#### Textauszug ####

Anthropozentrismus
"Welches ist das Wesen, das in solchem Ansehen geschaffen ist?
Es ist
der Mensch,
die große, bewundernswerte lebendige Gestalt,
die in
den Augen Gottes
wertvoller ist als alle Geschöpfe.
Es ist der
Mensch;
für ihn sind der Himmel und die Erde
und das Meer
und die
gesamte Schöpfung da".
Kathechetische Glaubens Doktrin der größten christlichen Religionsgemeinschaft - weltweit verbreitet
Ende des 20. Jahrhunderts
hatte das Christentum einen Anteil an der Weltbevölkerung von
rund 2,26 Milliarden Anhängern. Es ist damit bis heute die
weltweit am meisten verbreitete Religion. Die Ethik und die
Glaubenslehren dieser Religion haben vor allem auf Grund der
kulturellen, wirtschaftlichen, politischen und militärischen
Dominanz des Westens globale Bedeutung, gleichgültig ob sie
praktiziert, überliefertt werden oder zur Diskussion
stehen.
Grundlage sind gewisse althebräische "Heiligen
Schriften", deren Inhalte über das Christentum nationale
Rechtsprechungen und Gesetzgebungen, Erziehung und
Wissenschaft und das gesellschaftliche Leben insgesamt formen
und prägen, und internationale Beziehungen direkt oder
reflektierend beeinflussen. Sie überliefern Sagen,
Geschichten, Mythen, Legenden von Göttern, Kriegshelden,
Propheten, Sehern und Weisen, deren Ursprünge bis in
archaische Zeiten zurückreichen. Sie wurden von
nomadisierenden Sippen, Stämmen und Völkern im Orient zunächst
nur mündlich überliefert.

#### Bereitgestellte Daten ####

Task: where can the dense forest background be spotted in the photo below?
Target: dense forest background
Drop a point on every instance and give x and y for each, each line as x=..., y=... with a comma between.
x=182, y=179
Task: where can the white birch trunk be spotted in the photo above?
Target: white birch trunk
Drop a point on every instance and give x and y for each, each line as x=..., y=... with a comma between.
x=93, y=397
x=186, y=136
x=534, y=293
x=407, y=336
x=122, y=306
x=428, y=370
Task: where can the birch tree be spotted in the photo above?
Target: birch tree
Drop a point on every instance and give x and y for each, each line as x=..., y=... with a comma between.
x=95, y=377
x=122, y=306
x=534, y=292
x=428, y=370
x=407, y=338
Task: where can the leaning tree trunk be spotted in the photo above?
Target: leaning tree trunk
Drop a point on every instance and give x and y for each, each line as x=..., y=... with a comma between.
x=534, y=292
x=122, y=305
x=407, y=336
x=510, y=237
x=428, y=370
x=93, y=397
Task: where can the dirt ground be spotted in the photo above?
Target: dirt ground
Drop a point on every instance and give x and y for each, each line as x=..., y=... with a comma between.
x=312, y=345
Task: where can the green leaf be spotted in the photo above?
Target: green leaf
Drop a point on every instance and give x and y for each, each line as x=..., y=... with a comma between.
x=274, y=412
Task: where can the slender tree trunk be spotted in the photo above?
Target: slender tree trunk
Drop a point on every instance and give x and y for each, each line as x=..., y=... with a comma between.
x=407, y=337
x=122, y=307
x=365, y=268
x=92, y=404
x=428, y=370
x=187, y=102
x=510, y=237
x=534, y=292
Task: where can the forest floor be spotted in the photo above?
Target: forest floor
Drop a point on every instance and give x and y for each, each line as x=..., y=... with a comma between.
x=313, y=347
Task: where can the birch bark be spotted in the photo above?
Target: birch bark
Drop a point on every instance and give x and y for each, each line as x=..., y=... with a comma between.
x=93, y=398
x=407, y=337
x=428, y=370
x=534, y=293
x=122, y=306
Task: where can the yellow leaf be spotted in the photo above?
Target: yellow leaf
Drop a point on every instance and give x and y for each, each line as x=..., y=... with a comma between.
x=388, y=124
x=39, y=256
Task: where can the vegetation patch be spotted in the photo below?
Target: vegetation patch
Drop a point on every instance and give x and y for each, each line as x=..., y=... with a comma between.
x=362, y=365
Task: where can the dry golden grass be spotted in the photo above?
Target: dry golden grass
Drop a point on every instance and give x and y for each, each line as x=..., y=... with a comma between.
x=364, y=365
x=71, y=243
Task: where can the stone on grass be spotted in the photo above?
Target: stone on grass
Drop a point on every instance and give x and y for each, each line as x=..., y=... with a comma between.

####

Aufgabe: Schreiben Sie bitte den Text über Anthropozentrismus vollständig und ohne jede Änderung ab. Die Datensätze werden hier nicht gebraucht.

Antwort:
Anthropozentrismus
"Welches ist das Wesen, das in solchem Ansehen geschaffen ist?
Es ist
der Mensch,
die große, bewundernswerte lebendige Gestalt,
die in
den Augen Gottes
wertvoller ist als alle Geschöpfe.
Es ist der
Mensch;
für ihn sind der Himmel und die Erde
und das Meer
und die
gesamte Schöpfung da".
Kathechetische Glaubens Doktrin der größten christlichen Religionsgemeinschaft - weltweit verbreitet
Ende des 20. Jahrhunderts
hatte das Christentum einen Anteil an der Weltbevölkerung von
rund 2,26 Milliarden Anhängern. Es ist damit bis heute die
weltweit am meisten verbreitete Religion. Die Ethik und die
Glaubenslehren dieser Religion haben vor allem auf Grund der
kulturellen, wirtschaftlichen, politischen und militärischen
Dominanz des Westens globale Bedeutung, gleichgültig ob sie
praktiziert, überliefertt werden oder zur Diskussion
stehen.
Grundlage sind gewisse althebräische "Heiligen
Schriften", deren Inhalte über das Christentum nationale
Rechtsprechungen und Gesetzgebungen, Erziehung und
Wissenschaft und das gesellschaftliche Leben insgesamt formen
und prägen, und internationale Beziehungen direkt oder
reflektierend beeinflussen. Sie überliefern Sagen,
Geschichten, Mythen, Legenden von Göttern, Kriegshelden,
Propheten, Sehern und Weisen, deren Ursprünge bis in
archaische Zeiten zurückreichen. Sie wurden von
nomadisierenden Sippen, Stämmen und Völkern im Orient zunächst
nur mündlich überliefert.